— Problem requirements —
Your task is to reproduce exactly the lines from the line with "Where in the photo above can the red carpet" through the end of the records below.

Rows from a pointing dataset
........
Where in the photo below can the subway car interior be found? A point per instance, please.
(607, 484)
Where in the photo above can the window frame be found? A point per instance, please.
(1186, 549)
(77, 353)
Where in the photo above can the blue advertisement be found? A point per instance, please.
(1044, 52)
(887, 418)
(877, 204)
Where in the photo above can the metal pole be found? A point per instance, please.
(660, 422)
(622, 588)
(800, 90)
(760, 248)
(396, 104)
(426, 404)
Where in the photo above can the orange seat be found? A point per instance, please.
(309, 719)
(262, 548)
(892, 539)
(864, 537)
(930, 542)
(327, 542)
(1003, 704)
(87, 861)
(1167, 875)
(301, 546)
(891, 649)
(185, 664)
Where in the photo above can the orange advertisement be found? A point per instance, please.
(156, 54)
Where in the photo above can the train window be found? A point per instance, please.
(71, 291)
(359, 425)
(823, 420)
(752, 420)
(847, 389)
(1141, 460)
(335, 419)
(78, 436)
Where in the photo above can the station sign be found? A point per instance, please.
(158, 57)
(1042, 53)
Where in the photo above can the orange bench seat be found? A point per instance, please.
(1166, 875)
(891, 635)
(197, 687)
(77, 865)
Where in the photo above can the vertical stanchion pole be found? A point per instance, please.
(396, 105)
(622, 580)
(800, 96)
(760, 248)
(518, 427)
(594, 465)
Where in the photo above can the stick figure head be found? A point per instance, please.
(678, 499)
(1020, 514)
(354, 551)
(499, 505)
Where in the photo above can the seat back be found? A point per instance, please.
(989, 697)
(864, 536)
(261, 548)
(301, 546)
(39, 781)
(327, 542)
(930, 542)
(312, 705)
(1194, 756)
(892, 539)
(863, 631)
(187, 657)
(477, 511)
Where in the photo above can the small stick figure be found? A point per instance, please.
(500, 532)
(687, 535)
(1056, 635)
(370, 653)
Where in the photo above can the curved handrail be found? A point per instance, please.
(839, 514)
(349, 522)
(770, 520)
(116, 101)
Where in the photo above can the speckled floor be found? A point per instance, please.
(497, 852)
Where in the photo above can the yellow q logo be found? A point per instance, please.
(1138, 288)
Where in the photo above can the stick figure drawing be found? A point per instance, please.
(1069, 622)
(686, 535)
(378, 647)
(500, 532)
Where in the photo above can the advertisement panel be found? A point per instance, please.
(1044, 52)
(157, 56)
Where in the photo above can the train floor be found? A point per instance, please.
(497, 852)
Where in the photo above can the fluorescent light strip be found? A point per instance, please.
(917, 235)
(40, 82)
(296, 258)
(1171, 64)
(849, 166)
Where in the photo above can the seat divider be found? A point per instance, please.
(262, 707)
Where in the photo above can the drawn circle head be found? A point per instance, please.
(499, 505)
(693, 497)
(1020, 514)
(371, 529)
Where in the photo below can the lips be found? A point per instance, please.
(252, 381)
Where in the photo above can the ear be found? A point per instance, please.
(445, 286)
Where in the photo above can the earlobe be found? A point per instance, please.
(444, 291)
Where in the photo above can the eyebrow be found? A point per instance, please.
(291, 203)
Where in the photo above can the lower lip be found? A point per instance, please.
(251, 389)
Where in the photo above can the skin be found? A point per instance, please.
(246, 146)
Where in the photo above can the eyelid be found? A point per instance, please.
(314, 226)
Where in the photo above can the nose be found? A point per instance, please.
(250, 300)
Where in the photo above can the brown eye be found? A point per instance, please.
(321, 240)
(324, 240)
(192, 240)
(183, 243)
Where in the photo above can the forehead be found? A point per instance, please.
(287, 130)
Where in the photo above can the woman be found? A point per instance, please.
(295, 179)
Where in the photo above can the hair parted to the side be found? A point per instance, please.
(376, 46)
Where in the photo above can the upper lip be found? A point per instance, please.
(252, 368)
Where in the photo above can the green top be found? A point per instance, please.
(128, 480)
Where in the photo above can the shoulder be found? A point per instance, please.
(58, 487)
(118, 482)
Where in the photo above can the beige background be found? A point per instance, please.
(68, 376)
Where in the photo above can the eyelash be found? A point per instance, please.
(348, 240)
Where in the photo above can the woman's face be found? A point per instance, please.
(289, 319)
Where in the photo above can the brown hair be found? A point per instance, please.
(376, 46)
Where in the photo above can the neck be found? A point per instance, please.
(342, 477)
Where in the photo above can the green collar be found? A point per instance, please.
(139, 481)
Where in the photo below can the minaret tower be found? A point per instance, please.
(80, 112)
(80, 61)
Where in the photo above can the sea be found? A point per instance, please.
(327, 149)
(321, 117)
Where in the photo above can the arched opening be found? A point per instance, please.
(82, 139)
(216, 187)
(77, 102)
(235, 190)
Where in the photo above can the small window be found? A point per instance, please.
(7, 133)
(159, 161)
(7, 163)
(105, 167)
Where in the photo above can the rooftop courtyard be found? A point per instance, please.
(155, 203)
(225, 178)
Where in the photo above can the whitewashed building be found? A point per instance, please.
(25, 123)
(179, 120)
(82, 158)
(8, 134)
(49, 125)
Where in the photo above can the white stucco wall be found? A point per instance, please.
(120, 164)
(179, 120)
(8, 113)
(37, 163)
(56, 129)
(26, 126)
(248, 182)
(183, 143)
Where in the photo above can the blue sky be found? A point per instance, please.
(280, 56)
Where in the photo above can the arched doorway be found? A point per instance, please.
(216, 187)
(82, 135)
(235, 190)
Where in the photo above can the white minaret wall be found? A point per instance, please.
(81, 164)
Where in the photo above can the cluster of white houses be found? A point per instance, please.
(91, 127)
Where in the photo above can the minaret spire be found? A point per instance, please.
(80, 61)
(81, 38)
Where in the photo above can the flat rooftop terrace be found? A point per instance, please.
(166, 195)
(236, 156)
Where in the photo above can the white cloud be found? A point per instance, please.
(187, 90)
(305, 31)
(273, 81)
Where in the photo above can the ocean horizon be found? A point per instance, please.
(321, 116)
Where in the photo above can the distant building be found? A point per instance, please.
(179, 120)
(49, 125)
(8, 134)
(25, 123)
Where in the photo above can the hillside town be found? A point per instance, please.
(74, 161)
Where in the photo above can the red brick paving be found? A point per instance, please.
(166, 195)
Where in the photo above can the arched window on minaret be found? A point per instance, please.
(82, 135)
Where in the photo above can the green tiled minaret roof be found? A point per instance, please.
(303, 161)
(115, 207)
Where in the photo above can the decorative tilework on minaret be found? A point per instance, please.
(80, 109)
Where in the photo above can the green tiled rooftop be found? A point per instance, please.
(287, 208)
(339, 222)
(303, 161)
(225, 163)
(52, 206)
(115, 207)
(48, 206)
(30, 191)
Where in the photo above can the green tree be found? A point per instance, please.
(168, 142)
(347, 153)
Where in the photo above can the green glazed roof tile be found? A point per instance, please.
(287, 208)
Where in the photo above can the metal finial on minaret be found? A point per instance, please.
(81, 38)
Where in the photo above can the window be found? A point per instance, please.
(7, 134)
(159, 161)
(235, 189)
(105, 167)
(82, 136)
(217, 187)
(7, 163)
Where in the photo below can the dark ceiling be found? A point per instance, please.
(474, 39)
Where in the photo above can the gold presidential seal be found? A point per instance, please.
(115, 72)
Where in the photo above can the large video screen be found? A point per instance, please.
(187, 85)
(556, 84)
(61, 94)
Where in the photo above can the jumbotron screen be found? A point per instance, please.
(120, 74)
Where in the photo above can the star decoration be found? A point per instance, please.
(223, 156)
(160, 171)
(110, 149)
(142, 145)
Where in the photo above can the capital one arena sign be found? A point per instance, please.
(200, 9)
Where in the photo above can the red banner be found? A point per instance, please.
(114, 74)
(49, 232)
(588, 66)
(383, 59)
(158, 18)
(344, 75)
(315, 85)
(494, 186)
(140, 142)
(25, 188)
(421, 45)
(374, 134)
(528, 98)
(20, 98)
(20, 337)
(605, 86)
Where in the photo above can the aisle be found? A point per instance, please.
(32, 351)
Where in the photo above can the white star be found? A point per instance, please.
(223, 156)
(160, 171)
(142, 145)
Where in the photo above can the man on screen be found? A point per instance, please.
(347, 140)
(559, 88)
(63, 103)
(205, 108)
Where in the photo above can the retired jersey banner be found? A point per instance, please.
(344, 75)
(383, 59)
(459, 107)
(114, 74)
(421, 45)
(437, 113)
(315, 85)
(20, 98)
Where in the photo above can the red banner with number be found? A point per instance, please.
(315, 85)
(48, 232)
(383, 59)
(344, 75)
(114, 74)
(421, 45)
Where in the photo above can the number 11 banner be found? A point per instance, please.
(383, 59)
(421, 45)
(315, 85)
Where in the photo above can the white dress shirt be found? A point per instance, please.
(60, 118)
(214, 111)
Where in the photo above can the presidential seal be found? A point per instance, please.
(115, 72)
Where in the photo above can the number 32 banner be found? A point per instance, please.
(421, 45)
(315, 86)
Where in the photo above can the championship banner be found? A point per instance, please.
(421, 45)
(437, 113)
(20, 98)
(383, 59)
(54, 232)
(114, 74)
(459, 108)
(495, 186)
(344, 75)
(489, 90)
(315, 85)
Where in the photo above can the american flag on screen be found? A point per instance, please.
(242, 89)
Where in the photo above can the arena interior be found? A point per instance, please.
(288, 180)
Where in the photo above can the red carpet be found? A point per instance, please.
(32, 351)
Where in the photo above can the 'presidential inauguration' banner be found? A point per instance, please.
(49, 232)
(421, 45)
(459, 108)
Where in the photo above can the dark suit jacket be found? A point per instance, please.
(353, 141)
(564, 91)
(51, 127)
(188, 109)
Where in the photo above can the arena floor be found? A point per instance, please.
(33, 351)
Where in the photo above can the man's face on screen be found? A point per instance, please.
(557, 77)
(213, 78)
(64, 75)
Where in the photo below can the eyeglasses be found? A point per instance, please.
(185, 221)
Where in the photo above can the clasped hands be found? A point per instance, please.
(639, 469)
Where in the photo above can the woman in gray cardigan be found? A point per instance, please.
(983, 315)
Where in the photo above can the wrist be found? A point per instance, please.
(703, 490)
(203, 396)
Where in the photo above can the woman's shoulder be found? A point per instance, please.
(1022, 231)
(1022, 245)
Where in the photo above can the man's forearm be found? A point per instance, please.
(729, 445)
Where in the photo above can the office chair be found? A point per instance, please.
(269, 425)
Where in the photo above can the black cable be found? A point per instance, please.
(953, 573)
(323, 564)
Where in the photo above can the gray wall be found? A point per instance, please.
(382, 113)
........
— The reply —
Where in the photo above can the red carpet be found? A point per instance, please.
(32, 351)
Where in the photo above can the 'presidential inauguration' banner be found? A point per instance, please.
(49, 232)
(421, 45)
(459, 108)
Where in the photo above can the dark suit jacket be found? A point per instance, please.
(353, 141)
(564, 91)
(51, 127)
(188, 109)
Where in the photo above can the arena floor be found? A point per instance, please.
(33, 351)
Where in the photo above can the man's face on screen be found? A point per instance, please.
(557, 77)
(213, 78)
(64, 75)
Where in the photo below can the eyeglasses be found? A point per instance, please.
(185, 221)
Where in the photo above can the clasped hands be found? A point per instance, please.
(639, 469)
Where in the photo above can the woman in gray cardigan be found? A point per instance, please.
(983, 315)
Where in the photo above can the wrist be found? A point per instance, please.
(703, 490)
(203, 396)
Where in the photo above can the woman's shoulder be found? A point per instance, please.
(1022, 231)
(1022, 245)
Where in the photo above can the man's forearm be found? A point per instance, please.
(729, 445)
Where in the photo above can the office chair be found? A point per instance, please.
(269, 425)
Where in the photo above can the black cable be found? A point per instance, please.
(953, 573)
(323, 564)
Where in the photo above can the gray wall be found? A point per instance, please.
(382, 113)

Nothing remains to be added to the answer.